═════ INFORMATION SHOWN

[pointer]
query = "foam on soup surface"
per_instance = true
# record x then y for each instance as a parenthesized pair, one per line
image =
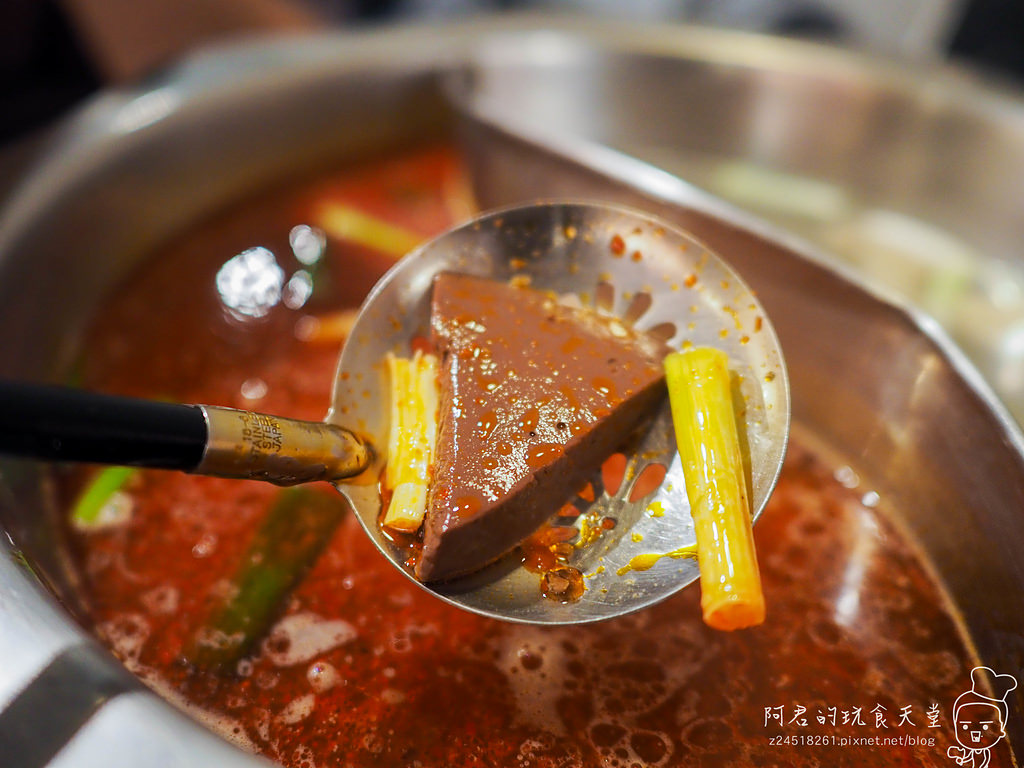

══════════

▶ _TASK TO CARRY OUT_: Rewrite the records above with "soup" changed to "broth" wherever it occurs and everything else kept the same. Omit the pictures from your answer.

▶ _SOLUTION TO THIS EXERCISE_:
[pointer]
query = "foam on broth surface"
per_instance = true
# record x then y for each instance as a parenthesized pair, one per line
image =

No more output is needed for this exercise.